Point labeling entries
┄┄┄┄┄┄┄┄┄┄

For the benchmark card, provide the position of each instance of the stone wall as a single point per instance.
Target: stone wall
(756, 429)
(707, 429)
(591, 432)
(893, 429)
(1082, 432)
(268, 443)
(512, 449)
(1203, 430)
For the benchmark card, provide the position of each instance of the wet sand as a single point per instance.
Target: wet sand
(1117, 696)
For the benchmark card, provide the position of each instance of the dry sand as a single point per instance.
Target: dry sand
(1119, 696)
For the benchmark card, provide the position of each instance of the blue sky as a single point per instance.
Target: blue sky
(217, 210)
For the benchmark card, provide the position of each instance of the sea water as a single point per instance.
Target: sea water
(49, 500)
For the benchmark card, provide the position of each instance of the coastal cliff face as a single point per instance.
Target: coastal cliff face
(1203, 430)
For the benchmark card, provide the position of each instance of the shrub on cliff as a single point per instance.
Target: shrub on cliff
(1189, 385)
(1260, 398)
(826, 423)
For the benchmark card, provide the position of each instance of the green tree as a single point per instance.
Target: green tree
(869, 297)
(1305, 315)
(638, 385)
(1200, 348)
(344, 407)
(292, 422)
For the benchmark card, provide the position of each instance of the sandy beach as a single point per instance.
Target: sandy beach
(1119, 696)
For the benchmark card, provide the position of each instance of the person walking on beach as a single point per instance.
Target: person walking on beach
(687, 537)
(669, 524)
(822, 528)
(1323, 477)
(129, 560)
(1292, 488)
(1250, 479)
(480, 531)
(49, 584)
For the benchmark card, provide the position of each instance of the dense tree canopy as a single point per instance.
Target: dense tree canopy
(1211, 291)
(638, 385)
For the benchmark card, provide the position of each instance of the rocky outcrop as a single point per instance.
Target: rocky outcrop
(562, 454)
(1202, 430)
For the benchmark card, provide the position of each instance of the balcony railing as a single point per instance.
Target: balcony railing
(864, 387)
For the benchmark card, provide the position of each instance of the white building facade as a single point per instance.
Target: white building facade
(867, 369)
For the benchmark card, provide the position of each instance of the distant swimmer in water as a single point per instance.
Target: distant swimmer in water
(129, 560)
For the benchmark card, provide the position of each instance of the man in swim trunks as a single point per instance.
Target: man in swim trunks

┄┄┄┄┄┄┄┄┄┄

**Problem requirements:** Convert the lines of all the entries above into a numbered list, leaving out any blank lines.

**In response:**
1. For the benchmark card, provide the position of each instance of the stone wall as a single point per instance.
2. Target: stone wall
3. (756, 429)
4. (707, 429)
5. (591, 432)
6. (893, 429)
7. (1082, 432)
8. (268, 443)
9. (512, 449)
10. (1203, 430)
11. For the benchmark card, provide the position of each instance of the wet sand as a single point per instance.
12. Target: wet sand
13. (1117, 696)
14. For the benchmark card, provide the position of each instance of the dry sand as a single point per instance.
15. Target: dry sand
16. (1119, 696)
17. For the benchmark card, provide the position of each instance of the blue sky as a single point per instance.
18. Target: blue sky
19. (217, 210)
20. For the benchmark card, provide the position of each instance of the sea water as a single point per instance.
21. Target: sea water
22. (49, 500)
23. For the benchmark card, provide the position of each instance of the coastal cliff face as a single point per instance.
24. Target: coastal cliff face
25. (1203, 430)
26. For the benchmark card, provide the position of each instance of the shrub on cliff as a single point per instance.
27. Target: shrub on cliff
28. (1189, 385)
29. (1260, 398)
30. (826, 423)
31. For the benchmark card, provide the position of each instance of the green tree as a single point per instance.
32. Target: green tree
33. (869, 297)
34. (1305, 315)
35. (638, 385)
36. (1200, 348)
37. (344, 407)
38. (292, 422)
39. For the benchmark card, provide the position of each instance of the sandy beach as a single point per instance.
40. Target: sandy beach
41. (1119, 696)
42. For the benchmark card, provide the position of each instance of the person walking on beach as a single point per instance.
43. Target: person walking on beach
44. (687, 537)
45. (669, 524)
46. (822, 528)
47. (1323, 477)
48. (129, 560)
49. (1292, 488)
50. (1250, 479)
51. (480, 531)
52. (49, 584)
53. For the benchmark card, provide the position of each instance of the dense tree canopy as a single point per instance.
54. Target: dense tree canopy
55. (1211, 291)
56. (638, 385)
57. For the benchmark card, provide the position of each instance of the rocky outcrop as a single point per instance.
58. Target: rocky outcrop
59. (562, 454)
60. (1202, 430)
61. For the benchmark card, provide the position of each instance of the balcony railing as a single point per instance.
62. Target: balcony railing
63. (864, 387)
64. For the benchmark card, provide the position of each instance of the white building facade as a single point per instance.
65. Target: white building facade
66. (867, 369)
67. For the benchmark card, provide the position of each instance of the distant swimmer in water as a single point per instance.
68. Target: distant swimmer in water
69. (129, 560)
70. For the benchmark card, provide the position of each instance of the man in swim trunks as a single point per instance.
71. Target: man in swim trunks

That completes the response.